→ **ASSIGNED TASK A**:
According to the bird flu article, in what year did the chain of H5N1 outbreaks begin?
→ **ASSIGNED TASK B**:
Repeat part of the bird flu article word for word, beginning at the words "India, Bangladesh, Vietnam" and stopping after "Indonesia have died.".

→ **PAGE EXCERPT**:
Just when you thought you could scratch bird flu off your list of things to worry about in 2009, the deadly H5N1 virus has resurfaced in poultry in Hong Kong for the first time in six years, reinforcing warnings that the threat of a human pandemic isn't over.
India, Bangladesh, Vietnam and mainland China also experienced new outbreaks in December. During the same period, four new human cases -- in Egypt, Cambodia and Indonesia -- were reported to the World Health Organization. A 16-year-old girl in Egypt and a 2-year-old girl in Indonesia have died.
The new cases come after a two-year decline in the number of confirmed human deaths from H5N1 bird flu and as fewer countries are reporting outbreaks among poultry. A United Nations report released in October credits improved surveillance and the rapid culling of potentially infected poultry for helping to contain and even prevent outbreaks in many countries.
Yet H5N1 has continued to "at the very least smolder, and many times flare up" since the chain of outbreaks began in 2003, said Michael T. Osterholm, director of the Center for Infectious Disease Research and Policy at the University of Minnesota in Minneapolis.
The year-end uptick is a reminder of how quickly the situation can turn as long as the H5N1 virus is still out there, Osterholm and other scientists said. "What alarms me is that we have developed a sense of pandemic-preparedness fatigue," he said.

→ **ENTRIES SHOWN**:
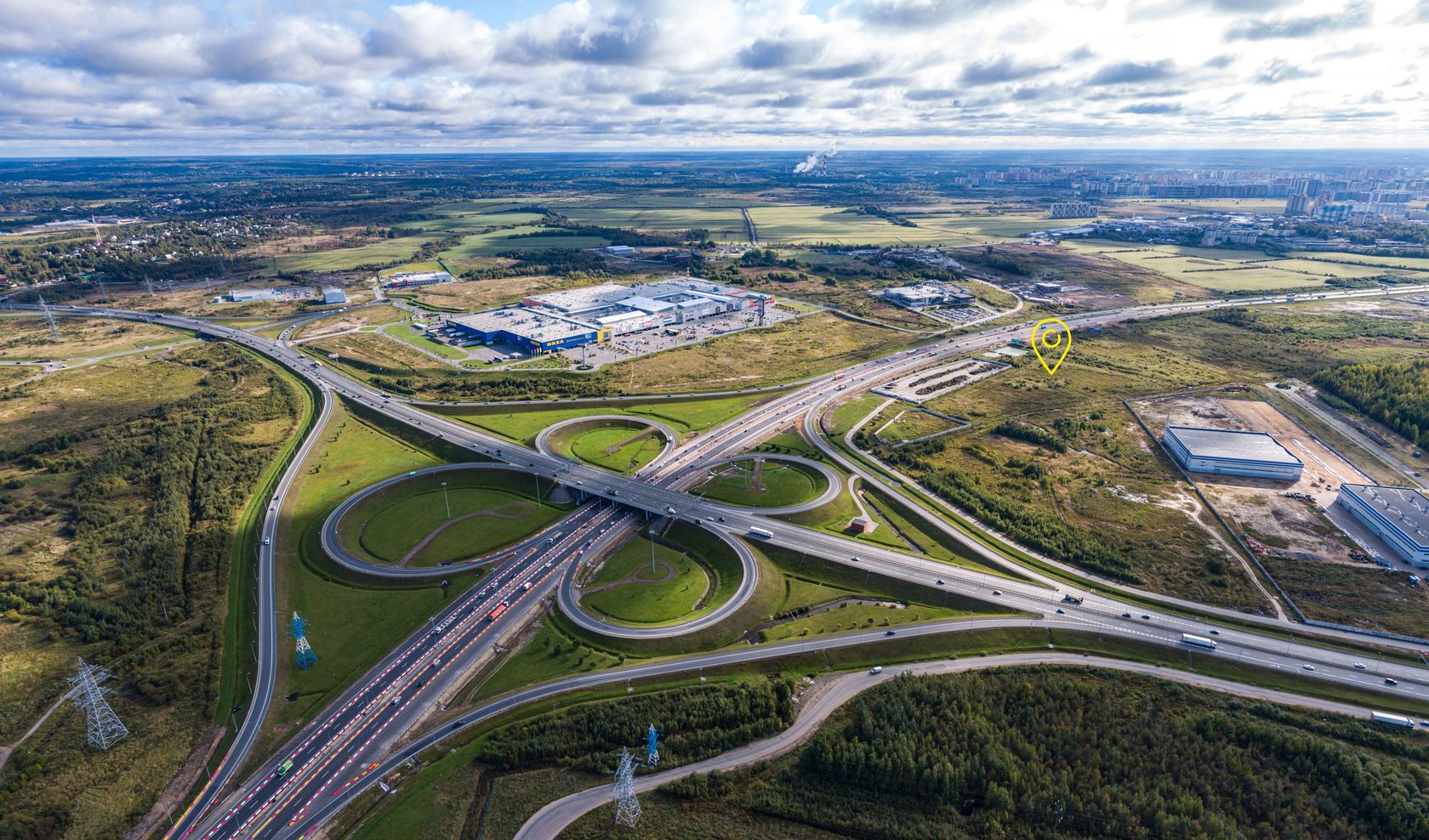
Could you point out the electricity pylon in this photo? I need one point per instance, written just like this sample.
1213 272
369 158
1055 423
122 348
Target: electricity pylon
652 747
628 808
305 657
102 724
48 321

→ **TASK SOLUTION A**:
2003

→ **TASK SOLUTION B**:
India, Bangladesh, Vietnam and mainland China also experienced new outbreaks in December. During the same period, four new human cases -- in Egypt, Cambodia and Indonesia -- were reported to the World Health Organization. A 16-year-old girl in Egypt and a 2-year-old girl in Indonesia have died.